## BEGIN

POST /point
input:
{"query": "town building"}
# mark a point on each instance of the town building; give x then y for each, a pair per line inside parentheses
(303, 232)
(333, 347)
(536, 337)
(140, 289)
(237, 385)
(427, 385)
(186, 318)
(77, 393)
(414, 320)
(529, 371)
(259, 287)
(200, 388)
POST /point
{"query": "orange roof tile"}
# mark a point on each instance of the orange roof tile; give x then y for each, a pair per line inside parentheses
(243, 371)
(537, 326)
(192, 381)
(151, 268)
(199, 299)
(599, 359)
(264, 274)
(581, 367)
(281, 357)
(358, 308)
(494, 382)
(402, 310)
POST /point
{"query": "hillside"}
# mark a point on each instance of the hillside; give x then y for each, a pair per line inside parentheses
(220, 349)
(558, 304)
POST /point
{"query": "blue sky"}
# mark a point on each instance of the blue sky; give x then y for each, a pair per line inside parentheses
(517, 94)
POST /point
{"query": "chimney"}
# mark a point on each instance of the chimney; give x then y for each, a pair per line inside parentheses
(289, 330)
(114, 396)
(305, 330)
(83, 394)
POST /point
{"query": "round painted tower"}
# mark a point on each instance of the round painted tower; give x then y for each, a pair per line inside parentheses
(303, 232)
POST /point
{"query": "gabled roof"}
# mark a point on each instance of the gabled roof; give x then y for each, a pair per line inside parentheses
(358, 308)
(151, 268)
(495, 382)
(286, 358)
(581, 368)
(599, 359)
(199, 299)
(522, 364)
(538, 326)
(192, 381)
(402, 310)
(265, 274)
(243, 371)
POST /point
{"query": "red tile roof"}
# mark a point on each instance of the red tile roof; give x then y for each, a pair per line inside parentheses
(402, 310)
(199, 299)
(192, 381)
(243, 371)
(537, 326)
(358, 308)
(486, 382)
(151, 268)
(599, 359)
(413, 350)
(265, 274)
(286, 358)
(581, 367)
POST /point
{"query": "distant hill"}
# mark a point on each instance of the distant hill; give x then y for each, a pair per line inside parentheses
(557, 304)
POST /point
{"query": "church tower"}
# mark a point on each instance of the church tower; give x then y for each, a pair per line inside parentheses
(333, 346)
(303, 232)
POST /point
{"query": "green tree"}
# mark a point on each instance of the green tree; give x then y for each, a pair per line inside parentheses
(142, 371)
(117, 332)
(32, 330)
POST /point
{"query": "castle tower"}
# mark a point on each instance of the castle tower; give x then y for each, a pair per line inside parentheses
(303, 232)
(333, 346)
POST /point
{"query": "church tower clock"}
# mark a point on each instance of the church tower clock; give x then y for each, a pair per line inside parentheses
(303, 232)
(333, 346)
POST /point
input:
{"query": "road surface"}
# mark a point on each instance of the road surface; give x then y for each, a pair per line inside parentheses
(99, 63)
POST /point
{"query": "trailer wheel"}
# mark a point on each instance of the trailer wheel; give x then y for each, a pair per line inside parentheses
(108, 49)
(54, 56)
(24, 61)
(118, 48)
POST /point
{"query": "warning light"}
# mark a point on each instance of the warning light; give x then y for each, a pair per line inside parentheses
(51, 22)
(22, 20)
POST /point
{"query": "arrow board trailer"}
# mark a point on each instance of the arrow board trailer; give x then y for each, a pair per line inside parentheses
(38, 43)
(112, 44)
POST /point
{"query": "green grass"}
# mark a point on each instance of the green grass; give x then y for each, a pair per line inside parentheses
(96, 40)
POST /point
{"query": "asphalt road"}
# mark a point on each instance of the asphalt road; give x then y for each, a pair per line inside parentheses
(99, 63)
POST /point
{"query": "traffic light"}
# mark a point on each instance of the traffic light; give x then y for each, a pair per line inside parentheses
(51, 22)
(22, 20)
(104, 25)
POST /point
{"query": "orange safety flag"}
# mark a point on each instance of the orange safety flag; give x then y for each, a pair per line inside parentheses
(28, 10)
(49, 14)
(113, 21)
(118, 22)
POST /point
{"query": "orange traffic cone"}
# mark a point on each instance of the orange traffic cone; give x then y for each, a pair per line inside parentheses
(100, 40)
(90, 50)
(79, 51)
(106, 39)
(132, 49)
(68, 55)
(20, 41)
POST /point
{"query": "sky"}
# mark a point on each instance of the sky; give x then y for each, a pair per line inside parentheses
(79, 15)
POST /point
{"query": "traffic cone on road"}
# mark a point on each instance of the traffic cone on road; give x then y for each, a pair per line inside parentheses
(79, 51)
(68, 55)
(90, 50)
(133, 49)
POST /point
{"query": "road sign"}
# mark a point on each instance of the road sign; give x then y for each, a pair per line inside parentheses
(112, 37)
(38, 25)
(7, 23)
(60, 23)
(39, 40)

## END

§ Set problem
Collect every line in the items above that contains the string "building", treating uppercase and lowercase as different.

§ Answer to the task
{"query": "town building"}
# mark a point on each instance of the town building; give x then y for each, a pair per line inside parentheses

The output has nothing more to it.